Sunday, March 06, 2005

Jack and Diane [part IV - fin]

Continued from part III

They agreed to meet a N'Awlins on King Street at 10:00. The girl arrived first, and ordered a Macallan to calm her nerves.

The girl was remembering the time when she was a littler girl, and her cousins lived near a golf course. Sometimes, after dark, when the golfers had gone home, the girl and her cousins would go hunting for golf balls. One summer they collected a whole bushel full. They counted them. They sorted them by colour. They sorted them by brand. They played Brobdinagian marbles with them. They bounced them on the driveway. They wondered why golf balls bounced — they're not made of rubber.

So they cut one open.

A circular slice with a pocket knife, and the skin of the ball peeled right off. Inside was not the rubber ball they were expecting, but rather a tightly wound ball of very fine elastic strands. It reminded the girl of the story of one of her Cat In The Hat books. Her cousin Danny wanted to bounce it. The girl wanted to see how long the string was. So she rubbed the surface gently, like Aladdin rubbing his lamp, until the end of the string loosened. Then she began to unwind it.

The ball was not, in fact, made of elastic strands, but of only one strand, fine as a hair, and miles long. The girl unwound and unwound. Her cousins became bored and left in search of other games. And still the girl unwound the elastic string. The ball became smaller and smaller.

Then the ball began to move on its own in her hand. Startled, she dropped it to the ground and watched as the elastic, having achieved some critical point, began to unwind itself. Faster and faster the ball spun, the elastic hair spraying out around it like the Tasmanian Devil's wake until, finally, a tiny rubber ball popped out and bounced quietly away.

* * *

The bartender placed a Macallan in front of her. Neat, with a glass of water on the side. She took a sip. Grimaced. Looked up. And there was Jack.

"Hey, you," he said. It was as though no time at all had passed.

He asked what she was drinking. He ordered the same. Then: "Do you still have the Corrado?"

"Yes. How's Beauty?"

"She's fine. She's in storage. I take her out once in a while, when it's a beautiful sunny day."

"Isn't it always a beautiful sunny day in California?"

"It is," he agreed. "So, how's ___?"


Jack said nothing. He looked at the girl with his steel blue eyes for several minutes. Then, this time, he did do what she wanted him to do. He wrapped his arms around her. And for the first time in two years, the girl felt the golf ball stop spinning.

"I read The Velveteen Rabbit once a year, at Christmas, whether I want to or not," Jack told the girl, "And I never want to."

* * *

They talked on the phone nearly every night. For hours and hours. Until his cordless phone would run out of power. Then he'd call her back on his cell phone, just to say goodnight, and they'd talk for another hour. She, lying in bed, half asleep; he, pacing the floor of his kitchen, three thousand miles away.

EXERCISE SET.
a - Answer these questions about the Jack and Diane story.
(i) What did the girl order when she arrived at the bar?
(ii) What popped out of the golf ball once the elastic finished unwinding?
(iii) Where does Jack keep Beauty?
b - Extend the Jack and Diane story with a few new paragraphs that pick up after its final sentence.

DATA EXTRACT.
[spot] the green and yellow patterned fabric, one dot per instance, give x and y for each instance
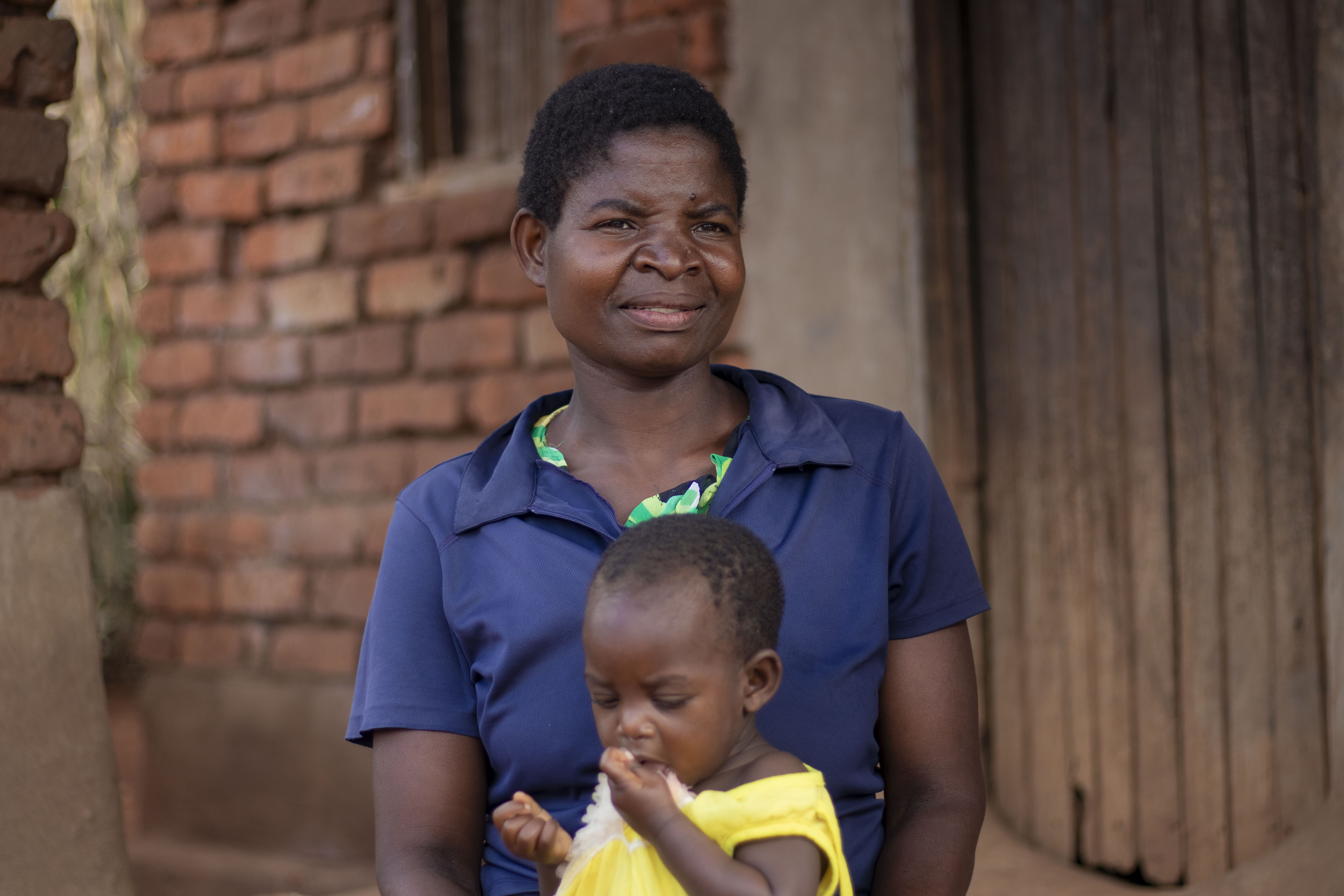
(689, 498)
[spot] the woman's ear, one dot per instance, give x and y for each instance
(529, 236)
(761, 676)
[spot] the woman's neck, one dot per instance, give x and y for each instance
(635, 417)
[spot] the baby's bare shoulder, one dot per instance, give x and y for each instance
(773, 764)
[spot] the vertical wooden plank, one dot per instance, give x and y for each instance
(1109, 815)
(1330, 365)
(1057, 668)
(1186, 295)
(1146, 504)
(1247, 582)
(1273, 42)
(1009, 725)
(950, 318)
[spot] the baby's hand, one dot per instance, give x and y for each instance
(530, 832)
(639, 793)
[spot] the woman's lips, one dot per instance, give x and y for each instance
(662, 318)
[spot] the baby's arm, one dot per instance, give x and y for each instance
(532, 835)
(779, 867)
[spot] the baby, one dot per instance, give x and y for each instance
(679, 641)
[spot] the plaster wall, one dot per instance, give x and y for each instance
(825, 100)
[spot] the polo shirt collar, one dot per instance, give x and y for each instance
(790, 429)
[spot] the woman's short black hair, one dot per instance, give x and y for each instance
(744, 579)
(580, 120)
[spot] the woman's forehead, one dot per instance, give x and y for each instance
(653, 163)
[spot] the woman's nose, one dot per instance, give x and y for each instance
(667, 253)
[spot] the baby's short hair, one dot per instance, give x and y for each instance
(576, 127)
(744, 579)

RESPONSES.
a -
(i) A Macallan.
(ii) A tiny rubber ball.
(iii) In storage.

b -
There was a giddiness to their relationship. A kind of excitement she hadn't felt since highschool. This time, there were no taboos. There was no one to hurt. No one else, at least. It's not that there were no obstacles. There were — and are — and some of them are Very Bad. But the girl had known about the Very Bad Things since that summer at the Internet company. She learned more about them now.

She had Hope.

On the girl's birthday, last summer, Jack invited her to San Francisco for the weekend, and took her dancing at The Starlight Room. It was a magical night, and the girl felt just like Cinderella.

Jack promised to take her to the opera, because she had never seen La Bohème.

They said that thing they never say. And the girl said to Jack, "This time, I choose you."

An invitation to a fall wedding on Toronto Island arrived in the girl's mailbox, and Jack agreed to be her escort. It had been several weeks since they had seen each other, and the girl couldn't wait to see him again, and to show him off to her friends.

And then something happened, something that had nothing to do with the girl, that she could neither help nor prevent, and the Very Bad Things resurfaced.

He called her and said, "I will not come."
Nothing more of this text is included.